Written instruction A
According to the passage on printed foils, when are graphic symbols placed on the rear of foil C visible in the preferred embodiment?
Written instruction B
Reproduce the passage on printed foils between "[0058] But the" and "recognisability in darkness.", inclusive.

Reading text

Inks with a plastic ink-carrier, for example based on polyurethane,
may be employed, for example. These screen-printing inks exhibit
outstanding adhesion to the foil material of the carrier foil that
is employed in accordance with the invention. In particularly
preferred manner, screen-printing inks based on aqueous dispersions
of aliphatic polyurethanes are employed. Suitable inks are, for
example, obtainable under the trade name AquaPress PR.RTM. from
Proll, Weissenburg. Further suitable screen-printing inks are those
based on high-temperature-resistant thermoplastics, in particular
screen-printing inks having the trade name Noriphari from Proll,
Weissenburg,
[0057] If the graphic symbols are placed on the rear of foil C,
then by reason of the semitransparent reflecting layer B in a
preferred embodiment these graphical representations are visible
only when the current is switched on. If, on the other hand, the
current is switched off, `only` a metallic surface is visible.
[0058] But the graphic symbols may also be overprinted on the front
of foil A, so that these graphical representations are permanently
visible. The back lighting of the symbols or of the entire surface
then serves for better recognisability in darkness.

Information shown

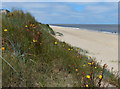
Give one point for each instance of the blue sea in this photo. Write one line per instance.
(107, 28)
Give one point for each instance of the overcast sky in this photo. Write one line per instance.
(69, 12)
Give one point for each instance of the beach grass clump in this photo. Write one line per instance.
(32, 57)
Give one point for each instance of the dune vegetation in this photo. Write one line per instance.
(33, 57)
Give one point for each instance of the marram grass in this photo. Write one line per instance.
(32, 57)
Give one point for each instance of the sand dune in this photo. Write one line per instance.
(102, 46)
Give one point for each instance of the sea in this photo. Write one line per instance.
(106, 28)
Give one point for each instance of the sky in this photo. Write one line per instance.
(68, 12)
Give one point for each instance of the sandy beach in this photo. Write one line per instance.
(102, 46)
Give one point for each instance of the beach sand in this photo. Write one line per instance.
(102, 46)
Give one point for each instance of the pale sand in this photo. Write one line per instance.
(102, 46)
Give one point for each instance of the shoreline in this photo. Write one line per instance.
(100, 45)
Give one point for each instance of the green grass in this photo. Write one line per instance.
(46, 62)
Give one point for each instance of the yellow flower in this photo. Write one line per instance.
(55, 43)
(84, 65)
(26, 26)
(5, 30)
(3, 48)
(100, 76)
(76, 70)
(86, 85)
(89, 63)
(34, 40)
(87, 76)
(69, 49)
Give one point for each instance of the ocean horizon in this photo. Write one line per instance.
(106, 28)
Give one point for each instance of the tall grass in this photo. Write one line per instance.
(32, 57)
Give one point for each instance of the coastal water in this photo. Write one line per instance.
(109, 28)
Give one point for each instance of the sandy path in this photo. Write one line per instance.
(100, 45)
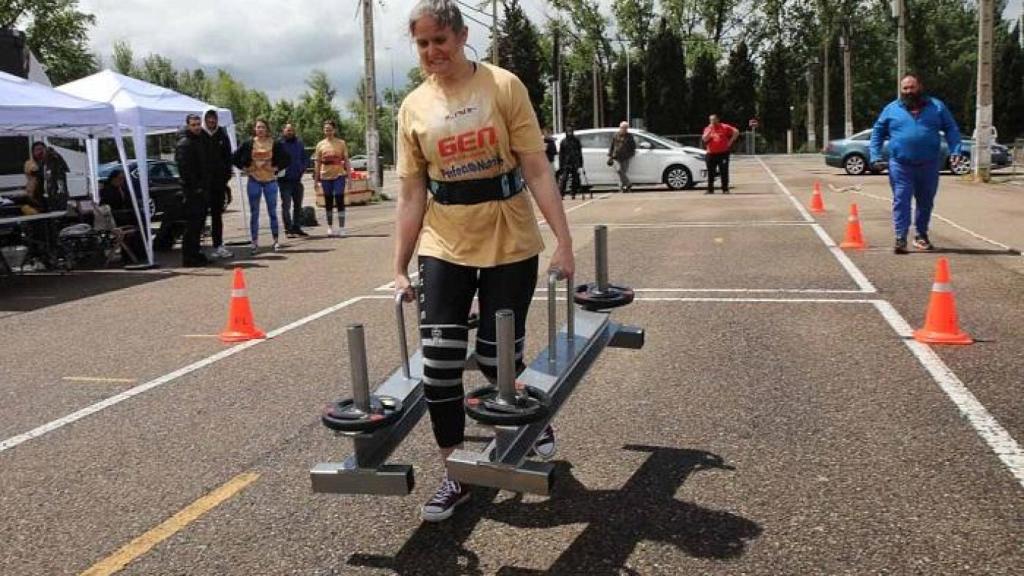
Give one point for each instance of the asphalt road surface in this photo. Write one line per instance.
(778, 420)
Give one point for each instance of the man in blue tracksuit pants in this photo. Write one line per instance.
(911, 124)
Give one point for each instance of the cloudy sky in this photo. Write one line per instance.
(270, 45)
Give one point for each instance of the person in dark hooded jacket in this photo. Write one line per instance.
(188, 155)
(217, 172)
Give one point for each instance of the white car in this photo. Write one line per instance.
(657, 160)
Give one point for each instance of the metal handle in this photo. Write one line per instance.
(399, 315)
(553, 315)
(601, 257)
(505, 320)
(357, 362)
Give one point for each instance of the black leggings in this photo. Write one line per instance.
(445, 296)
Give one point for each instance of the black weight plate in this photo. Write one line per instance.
(591, 299)
(481, 405)
(342, 415)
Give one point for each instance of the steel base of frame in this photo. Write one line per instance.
(503, 463)
(365, 471)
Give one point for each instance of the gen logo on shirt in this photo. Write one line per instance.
(467, 141)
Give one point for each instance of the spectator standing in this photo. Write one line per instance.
(622, 151)
(261, 158)
(188, 155)
(912, 124)
(290, 182)
(718, 139)
(330, 170)
(569, 163)
(217, 170)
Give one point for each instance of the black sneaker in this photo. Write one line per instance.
(450, 495)
(545, 447)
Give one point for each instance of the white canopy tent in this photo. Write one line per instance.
(28, 109)
(144, 109)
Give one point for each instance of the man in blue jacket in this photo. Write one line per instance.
(912, 124)
(291, 182)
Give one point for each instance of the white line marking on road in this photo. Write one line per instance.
(844, 260)
(981, 420)
(98, 379)
(145, 386)
(732, 223)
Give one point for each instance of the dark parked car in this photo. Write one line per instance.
(852, 155)
(165, 184)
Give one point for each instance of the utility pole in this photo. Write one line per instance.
(844, 42)
(899, 12)
(494, 32)
(811, 135)
(824, 95)
(629, 112)
(981, 153)
(373, 138)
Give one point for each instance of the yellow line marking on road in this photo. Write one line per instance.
(98, 379)
(116, 562)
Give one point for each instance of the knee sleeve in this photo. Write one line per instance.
(443, 363)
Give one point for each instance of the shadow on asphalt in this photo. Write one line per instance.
(645, 508)
(34, 291)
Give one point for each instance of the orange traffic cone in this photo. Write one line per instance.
(854, 238)
(940, 323)
(240, 316)
(817, 204)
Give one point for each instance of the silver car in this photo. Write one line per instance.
(657, 161)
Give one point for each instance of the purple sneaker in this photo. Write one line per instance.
(450, 495)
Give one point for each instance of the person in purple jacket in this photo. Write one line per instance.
(290, 182)
(912, 124)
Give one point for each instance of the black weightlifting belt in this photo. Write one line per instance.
(477, 191)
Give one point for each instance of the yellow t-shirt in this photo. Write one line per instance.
(332, 155)
(261, 168)
(471, 133)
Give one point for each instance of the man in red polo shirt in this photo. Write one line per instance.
(718, 138)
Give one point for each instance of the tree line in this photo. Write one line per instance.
(686, 58)
(755, 58)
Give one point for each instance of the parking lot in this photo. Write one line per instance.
(778, 420)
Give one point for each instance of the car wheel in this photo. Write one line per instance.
(960, 165)
(855, 165)
(678, 177)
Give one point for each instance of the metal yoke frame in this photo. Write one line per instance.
(503, 463)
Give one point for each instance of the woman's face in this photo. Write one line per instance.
(440, 49)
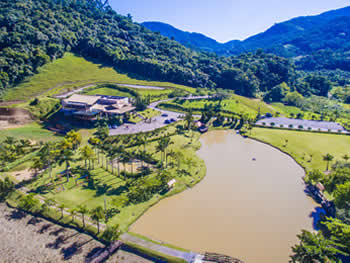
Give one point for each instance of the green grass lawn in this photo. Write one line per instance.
(73, 71)
(235, 104)
(33, 131)
(109, 186)
(307, 148)
(288, 110)
(108, 92)
(149, 113)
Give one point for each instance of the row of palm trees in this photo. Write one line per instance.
(328, 158)
(30, 203)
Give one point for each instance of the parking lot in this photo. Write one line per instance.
(311, 125)
(145, 126)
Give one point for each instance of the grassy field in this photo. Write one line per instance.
(109, 186)
(235, 104)
(306, 148)
(116, 92)
(73, 71)
(33, 131)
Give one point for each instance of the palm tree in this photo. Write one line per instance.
(96, 143)
(28, 202)
(37, 165)
(115, 155)
(75, 138)
(161, 147)
(328, 158)
(61, 207)
(97, 214)
(189, 119)
(67, 157)
(87, 154)
(47, 203)
(73, 213)
(82, 209)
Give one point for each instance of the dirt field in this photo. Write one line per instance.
(26, 239)
(14, 118)
(24, 175)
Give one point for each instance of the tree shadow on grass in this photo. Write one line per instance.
(71, 251)
(57, 232)
(316, 216)
(16, 215)
(117, 191)
(57, 243)
(92, 254)
(34, 220)
(44, 228)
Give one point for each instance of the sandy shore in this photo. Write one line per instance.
(24, 238)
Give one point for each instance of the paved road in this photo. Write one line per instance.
(188, 256)
(156, 122)
(70, 93)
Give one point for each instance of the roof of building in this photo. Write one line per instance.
(111, 97)
(86, 99)
(171, 183)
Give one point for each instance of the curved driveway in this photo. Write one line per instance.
(156, 122)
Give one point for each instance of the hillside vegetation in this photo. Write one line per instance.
(307, 148)
(72, 71)
(318, 41)
(33, 33)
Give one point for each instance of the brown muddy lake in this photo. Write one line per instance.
(245, 208)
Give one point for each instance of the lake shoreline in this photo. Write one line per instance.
(168, 205)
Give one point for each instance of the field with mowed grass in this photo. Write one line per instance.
(109, 186)
(73, 71)
(307, 148)
(235, 104)
(33, 131)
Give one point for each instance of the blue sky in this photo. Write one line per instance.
(223, 20)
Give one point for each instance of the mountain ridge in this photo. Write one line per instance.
(272, 40)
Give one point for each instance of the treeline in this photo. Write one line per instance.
(33, 33)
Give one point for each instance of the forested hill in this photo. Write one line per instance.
(323, 38)
(195, 41)
(33, 33)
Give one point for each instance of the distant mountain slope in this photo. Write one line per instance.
(37, 32)
(298, 36)
(192, 40)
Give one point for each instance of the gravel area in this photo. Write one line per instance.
(156, 122)
(306, 124)
(25, 238)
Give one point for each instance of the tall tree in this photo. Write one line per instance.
(328, 158)
(82, 209)
(97, 214)
(314, 248)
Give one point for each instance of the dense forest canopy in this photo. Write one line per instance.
(35, 32)
(316, 42)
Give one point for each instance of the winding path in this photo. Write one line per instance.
(156, 122)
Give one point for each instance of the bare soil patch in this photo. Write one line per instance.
(14, 118)
(24, 175)
(27, 239)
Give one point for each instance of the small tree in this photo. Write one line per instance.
(61, 207)
(111, 233)
(73, 213)
(328, 158)
(97, 215)
(82, 209)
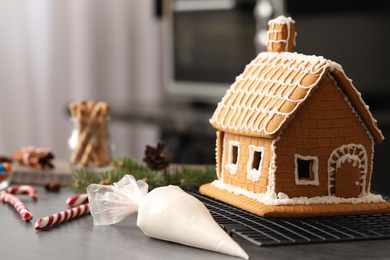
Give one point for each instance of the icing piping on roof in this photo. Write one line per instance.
(273, 78)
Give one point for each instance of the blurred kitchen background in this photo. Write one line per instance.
(163, 65)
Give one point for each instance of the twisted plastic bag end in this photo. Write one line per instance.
(110, 204)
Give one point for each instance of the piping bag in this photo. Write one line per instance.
(166, 213)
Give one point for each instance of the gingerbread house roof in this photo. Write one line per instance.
(272, 88)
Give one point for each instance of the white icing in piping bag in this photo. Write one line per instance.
(171, 214)
(166, 213)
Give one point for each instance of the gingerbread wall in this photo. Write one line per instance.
(325, 122)
(240, 178)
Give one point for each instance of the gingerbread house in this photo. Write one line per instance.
(294, 136)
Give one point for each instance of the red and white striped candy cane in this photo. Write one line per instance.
(62, 216)
(77, 200)
(23, 189)
(18, 205)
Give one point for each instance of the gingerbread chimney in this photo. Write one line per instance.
(281, 34)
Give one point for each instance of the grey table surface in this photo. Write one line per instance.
(80, 239)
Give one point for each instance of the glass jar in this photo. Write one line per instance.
(90, 144)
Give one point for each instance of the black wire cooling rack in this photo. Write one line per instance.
(286, 231)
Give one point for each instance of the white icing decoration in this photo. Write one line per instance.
(252, 173)
(351, 153)
(299, 181)
(270, 198)
(230, 166)
(243, 116)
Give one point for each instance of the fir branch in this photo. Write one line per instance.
(186, 177)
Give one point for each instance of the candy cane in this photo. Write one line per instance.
(77, 200)
(23, 189)
(18, 205)
(62, 216)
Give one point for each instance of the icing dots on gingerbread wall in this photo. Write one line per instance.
(281, 34)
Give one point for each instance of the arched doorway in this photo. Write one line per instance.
(347, 169)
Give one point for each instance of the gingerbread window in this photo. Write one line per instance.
(306, 170)
(255, 162)
(234, 154)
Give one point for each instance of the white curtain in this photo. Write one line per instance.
(56, 52)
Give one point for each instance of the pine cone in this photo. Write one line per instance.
(157, 158)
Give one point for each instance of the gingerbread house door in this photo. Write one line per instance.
(348, 168)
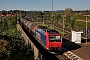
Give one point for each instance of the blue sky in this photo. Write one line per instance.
(29, 5)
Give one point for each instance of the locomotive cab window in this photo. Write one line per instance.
(54, 39)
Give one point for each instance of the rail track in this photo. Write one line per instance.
(67, 55)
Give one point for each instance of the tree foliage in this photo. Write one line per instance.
(12, 45)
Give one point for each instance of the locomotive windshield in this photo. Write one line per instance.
(54, 39)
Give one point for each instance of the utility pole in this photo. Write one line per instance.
(86, 28)
(52, 10)
(63, 23)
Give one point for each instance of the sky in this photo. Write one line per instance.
(44, 5)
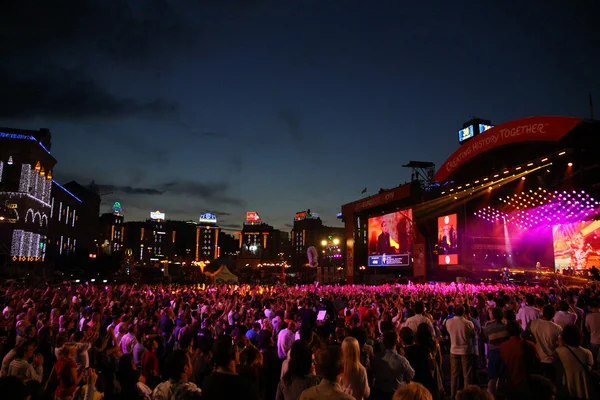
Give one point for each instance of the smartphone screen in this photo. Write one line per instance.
(321, 316)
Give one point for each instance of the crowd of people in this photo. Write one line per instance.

Reply A
Only when the current is switched on.

Reply B
[0058] But the graphic symbols may also be overprinted on the front
of foil A, so that these graphical representations are permanently
visible. The back lighting of the symbols or of the entire surface
then serves for better recognisability in darkness.